> **Instructions**
(A) Can you echo the Google Play ratings passage below word for word, starting with "# What is the" and going on through "two _numerical_ variables."?
(B) Answer these questions from the Google Play ratings passage below:
(i) Which series function builds the boolean mask used to filter the data?
(ii) What height is given to the rating histogram?
(iii) What kind of plot is described as useful for studying the relation between two numerical variables?

> **Passage to read**
Let's visualize the `Rating` histogram for only few categories to compare them:

In [None]:
focus_categories = [
    "BOOKS_AND_REFERENCE",
    "BUSINESS",
    "COMMUNICATION",
    "EDUCATION",
    "ENTERTAINMENT",
]

Here, we use the `.isin` series function.

For each value in the `Category` column, if it exists in the `focus_categories` list, the function returns `True` and `False` otherwise.

This results in a boolean mask which we can use to filter the data.

In [None]:
google_play_apps_df["Category"].isin(focus_categories)

In [None]:
focus_app_data = data_frame = google_play_apps_df.loc[
    google_play_apps_df["Category"].isin(focus_categories)
]

In [None]:
focus_app_data

In [None]:
fig = px.histogram(
    data_frame=focus_app_data,
    x="Rating",
    color="Category",
    facet_row="Category",
    height=1000,
)

fig.show()

# What is the relation between app size and rating?

Is there a relation between app size and its rating?

For example, can we infer that bigger apps have higher rating?

In [None]:
google_play_apps_df[["Rating", "Size"]]

Scatter plots are useful for studying the binary relation between two _numerical_ variables.

In [None]:
fig = px.scatter(data_frame=google_play_apps_df, x="Size", y="Rating")

> **Source data**
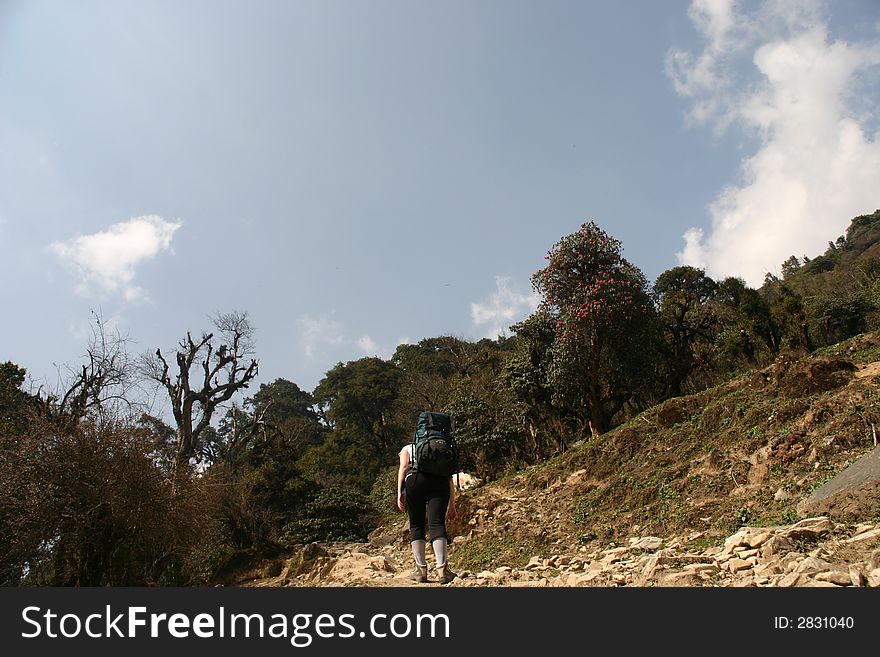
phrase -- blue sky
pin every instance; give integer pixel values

> **Outputs for the tasks**
(A)
# What is the relation between app size and rating?

Is there a relation between app size and its rating?

For example, can we infer that bigger apps have higher rating?

In [None]:
google_play_apps_df[["Rating", "Size"]]

Scatter plots are useful for studying the binary relation between two _numerical_ variables.

(B)
(i) The `.isin` series function.
(ii) 1000.
(iii) Scatter plots.